[Data records Boundary: Start]

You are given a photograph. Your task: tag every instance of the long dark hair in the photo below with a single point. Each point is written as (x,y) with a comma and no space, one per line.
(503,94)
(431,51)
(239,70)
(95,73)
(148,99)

[Data records Boundary: End]

What the task asks:
All of the data above needs to be written out exactly.

Solution for this exercise:
You are given a photograph. Your task: tag every instance of the long dark hair in the photo below with a single point. Each point is written as (x,y) with a comma and no space, one per line.
(503,94)
(431,51)
(239,70)
(95,73)
(148,99)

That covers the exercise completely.